Directions for this task —
Answer from the review of L'Inhumaine:
(a) Who designed the film's sets?
(b) What did L'Herbier himself think of the story?
(c) Which filmmaker does the review rank above L'Herbier in appetite for visual extremities and avant-garde style ideas?

-------- Source text --------

The infamous, long-sought mega-splash of au courant cinematic futurism, and one of silent cinema's most notorious follies, this remarkable oddball has not been available since it was first released. Like all L'Herbier, it's essential viewing; the filmmaker was second only to Gance in his appetite for visual extremities and avant-garde style ideas.

He went one toke over the line with this fantasia, in which an unlikely uber-femme (matronly opera chanteuse Georgette Leblanc, ex-muse to Maurice Maeterlinck) drives men mad, spurs suicides and inspires secret resurrection plots (using proto-television and 'magical science'), all of it on absurd meta-modem cut-out sets designed by Fernand Leger and Claude Autant-Lara.

L'Herbier himself thought the story asinine, all the better to construct a cardboard universe teetering on the brink of amour fou, technological revolution and frenzied subjectivity. More than any other movie, it exemplifies how what was eventually labelled French Impressionist Cinema straddled the canyon between narrative film and the experimental - at times L'Inhumaine looks like a fractured Man Ray concoction extrapolated out into a dream epic. At others, it's an Erte design given preposterous life. Today, it looks like the starting pistol for the skylarking tradition taken up by Wes Anderson (and, in several ways, chaperoned by Jack Smith, Larry Jordan and the Kuchars) and glows with the beauty of the erstwhile avant-garde.
- Michael Atkinson, Sight and Sound, April 2016.

-------- Entries provided --------

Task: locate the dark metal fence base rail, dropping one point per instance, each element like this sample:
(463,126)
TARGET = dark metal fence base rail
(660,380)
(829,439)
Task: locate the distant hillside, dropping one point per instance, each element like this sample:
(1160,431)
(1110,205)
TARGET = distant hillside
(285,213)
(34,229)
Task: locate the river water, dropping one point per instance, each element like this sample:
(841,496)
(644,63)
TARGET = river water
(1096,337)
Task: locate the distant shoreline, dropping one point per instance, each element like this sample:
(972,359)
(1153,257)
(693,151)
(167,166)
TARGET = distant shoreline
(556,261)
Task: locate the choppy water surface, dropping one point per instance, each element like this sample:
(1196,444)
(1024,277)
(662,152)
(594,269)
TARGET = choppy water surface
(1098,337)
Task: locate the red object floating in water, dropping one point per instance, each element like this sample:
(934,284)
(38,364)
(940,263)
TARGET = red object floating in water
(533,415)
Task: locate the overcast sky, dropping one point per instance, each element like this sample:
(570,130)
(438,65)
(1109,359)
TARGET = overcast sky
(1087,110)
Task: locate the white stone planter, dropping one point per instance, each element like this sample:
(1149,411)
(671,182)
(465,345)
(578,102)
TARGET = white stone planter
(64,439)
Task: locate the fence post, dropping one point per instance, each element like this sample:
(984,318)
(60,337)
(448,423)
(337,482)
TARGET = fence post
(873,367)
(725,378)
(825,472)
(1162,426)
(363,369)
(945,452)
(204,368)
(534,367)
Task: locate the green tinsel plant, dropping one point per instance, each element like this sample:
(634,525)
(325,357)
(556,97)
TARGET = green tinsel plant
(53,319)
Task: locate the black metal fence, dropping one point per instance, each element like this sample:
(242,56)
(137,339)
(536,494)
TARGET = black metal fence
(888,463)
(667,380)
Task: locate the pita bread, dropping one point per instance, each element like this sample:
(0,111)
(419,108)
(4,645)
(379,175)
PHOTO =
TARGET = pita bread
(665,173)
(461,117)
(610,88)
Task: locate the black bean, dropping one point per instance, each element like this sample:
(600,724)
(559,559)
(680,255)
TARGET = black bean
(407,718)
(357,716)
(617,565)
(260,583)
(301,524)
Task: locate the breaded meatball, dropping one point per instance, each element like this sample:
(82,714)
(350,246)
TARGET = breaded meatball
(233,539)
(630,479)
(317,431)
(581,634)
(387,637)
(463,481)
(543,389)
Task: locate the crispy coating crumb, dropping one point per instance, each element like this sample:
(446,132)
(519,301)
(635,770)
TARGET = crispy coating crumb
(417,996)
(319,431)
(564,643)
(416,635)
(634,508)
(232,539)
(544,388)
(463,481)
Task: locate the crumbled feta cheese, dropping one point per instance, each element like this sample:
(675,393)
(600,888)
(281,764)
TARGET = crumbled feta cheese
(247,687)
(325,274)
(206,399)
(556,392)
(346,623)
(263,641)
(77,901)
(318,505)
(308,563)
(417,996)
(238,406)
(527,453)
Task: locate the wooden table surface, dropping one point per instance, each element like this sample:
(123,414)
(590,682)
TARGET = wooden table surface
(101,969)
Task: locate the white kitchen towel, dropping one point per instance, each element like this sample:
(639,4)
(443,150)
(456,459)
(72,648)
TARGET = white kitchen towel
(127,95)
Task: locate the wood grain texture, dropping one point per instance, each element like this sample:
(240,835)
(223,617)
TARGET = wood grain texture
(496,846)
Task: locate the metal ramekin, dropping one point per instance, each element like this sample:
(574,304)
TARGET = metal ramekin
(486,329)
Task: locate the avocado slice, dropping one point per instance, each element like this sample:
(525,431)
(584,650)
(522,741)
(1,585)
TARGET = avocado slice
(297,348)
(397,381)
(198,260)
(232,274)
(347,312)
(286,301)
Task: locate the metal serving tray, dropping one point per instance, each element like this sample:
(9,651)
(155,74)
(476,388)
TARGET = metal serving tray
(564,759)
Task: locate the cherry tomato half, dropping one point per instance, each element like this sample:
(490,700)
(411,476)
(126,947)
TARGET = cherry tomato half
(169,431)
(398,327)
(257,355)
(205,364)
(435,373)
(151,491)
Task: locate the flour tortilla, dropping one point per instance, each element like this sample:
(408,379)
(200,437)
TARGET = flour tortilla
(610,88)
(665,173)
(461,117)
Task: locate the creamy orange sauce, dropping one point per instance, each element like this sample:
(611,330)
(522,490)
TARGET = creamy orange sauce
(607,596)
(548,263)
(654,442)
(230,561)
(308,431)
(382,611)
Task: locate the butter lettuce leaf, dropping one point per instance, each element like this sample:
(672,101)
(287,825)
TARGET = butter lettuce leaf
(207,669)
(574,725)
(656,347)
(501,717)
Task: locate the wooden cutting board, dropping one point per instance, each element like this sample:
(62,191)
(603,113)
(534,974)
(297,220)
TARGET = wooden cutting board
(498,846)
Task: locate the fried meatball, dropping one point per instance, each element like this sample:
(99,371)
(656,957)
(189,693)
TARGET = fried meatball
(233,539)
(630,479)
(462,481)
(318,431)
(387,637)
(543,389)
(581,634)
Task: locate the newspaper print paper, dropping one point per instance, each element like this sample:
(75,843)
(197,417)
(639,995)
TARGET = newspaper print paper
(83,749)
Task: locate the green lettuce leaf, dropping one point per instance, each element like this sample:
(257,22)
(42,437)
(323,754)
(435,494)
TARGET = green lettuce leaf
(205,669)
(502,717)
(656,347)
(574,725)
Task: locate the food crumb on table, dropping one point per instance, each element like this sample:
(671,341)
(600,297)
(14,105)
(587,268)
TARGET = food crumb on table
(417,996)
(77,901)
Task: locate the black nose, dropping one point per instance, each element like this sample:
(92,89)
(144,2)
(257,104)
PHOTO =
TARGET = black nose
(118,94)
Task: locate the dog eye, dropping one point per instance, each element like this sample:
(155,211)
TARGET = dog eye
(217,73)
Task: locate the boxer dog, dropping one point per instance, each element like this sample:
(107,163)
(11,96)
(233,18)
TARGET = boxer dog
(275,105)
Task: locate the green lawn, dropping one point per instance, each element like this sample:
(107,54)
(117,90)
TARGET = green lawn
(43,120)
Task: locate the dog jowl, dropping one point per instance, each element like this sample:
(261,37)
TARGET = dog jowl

--------

Result below —
(a) Fernand Leger and Claude Autant-Lara
(b) He thought it asinine.
(c) Gance